> **Extract provided**:
Lines and Angles - 2 - Class 10 The Complete SAT Course Free MCQ Test

Test: Lines & Angles - 2 - Question 1

In the given figure AB || CD, ∠A = 128°, ∠E = 144°. Then, ∠FCD is equal to :

A.
72°
B.
64°
C.
136°
D.
92°

Detailed Solution: Question 1

As per the given figure,
Through E draw EE’ || AB || CD.
Then, ∠AEE’ = 180° ‒ ∠BAE = (180° ‒ 128°) = 52°.
(Interior angles on the same side of the transversal are supplementary.)
Now, ∠E’EC = (144° ‒ 52°) = 92°.
∠FCD = ∠E’EC = 92° (Corr. ∠s).
Hence, option D is correct.

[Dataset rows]
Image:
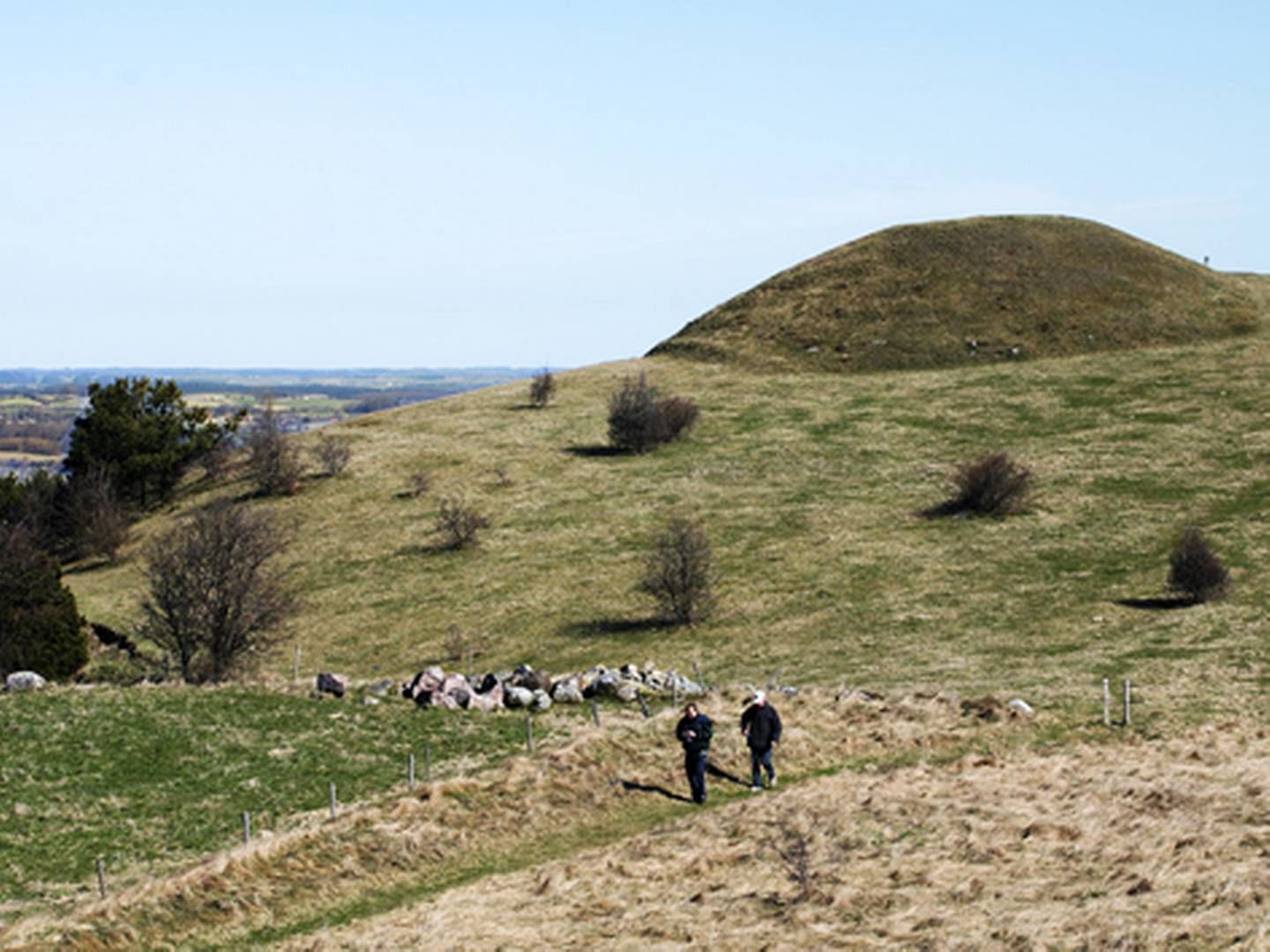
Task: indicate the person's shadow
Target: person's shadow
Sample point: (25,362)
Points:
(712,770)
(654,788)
---
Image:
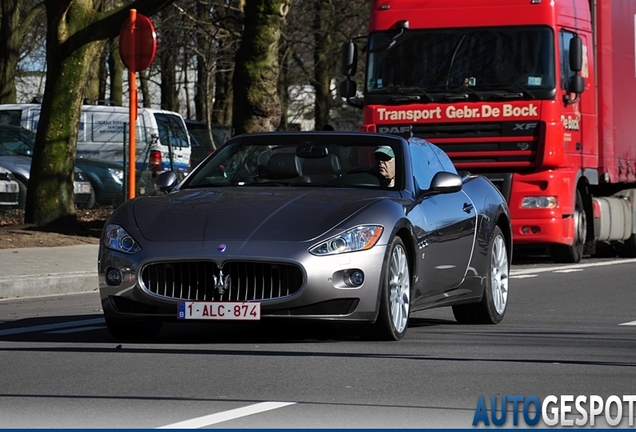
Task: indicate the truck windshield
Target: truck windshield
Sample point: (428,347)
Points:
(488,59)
* * *
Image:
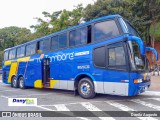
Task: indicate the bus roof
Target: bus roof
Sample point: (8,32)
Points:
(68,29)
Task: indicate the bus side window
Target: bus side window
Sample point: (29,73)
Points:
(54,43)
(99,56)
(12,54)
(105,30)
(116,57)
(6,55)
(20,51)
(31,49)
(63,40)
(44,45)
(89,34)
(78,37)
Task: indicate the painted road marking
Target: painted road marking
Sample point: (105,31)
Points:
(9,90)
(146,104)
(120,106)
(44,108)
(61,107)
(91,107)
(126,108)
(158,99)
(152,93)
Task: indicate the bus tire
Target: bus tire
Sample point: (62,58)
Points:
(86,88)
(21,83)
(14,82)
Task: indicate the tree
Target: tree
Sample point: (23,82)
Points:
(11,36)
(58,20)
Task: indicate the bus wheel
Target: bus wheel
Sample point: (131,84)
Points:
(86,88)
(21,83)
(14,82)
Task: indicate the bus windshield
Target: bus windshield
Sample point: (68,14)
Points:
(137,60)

> **Exercise directions**: Copy out the full lines and angles practice test above word for word, from its title through the final line of the detailed solution.

> **Final result**:
Lines and Angles - 2 - Class 10 The Complete SAT Course Free MCQ Test

Test: Lines & Angles - 2 - Question 1

In the given figure AB || CD, ∠A = 128°, ∠E = 144°. Then, ∠FCD is equal to :

A.
72°
B.
64°
C.
136°
D.
92°

Detailed Solution: Question 1

As per the given figure,
Through E draw EE’ || AB || CD.
Then, ∠AEE’ = 180° ‒ ∠BAE = (180° ‒ 128°) = 52°.
(Interior angles on the same side of the transversal are supplementary.)
Now, ∠E’EC = (144° ‒ 52°) = 92°.
∠FCD = ∠E’EC = 92° (Corr. ∠s).
Hence, option D is correct.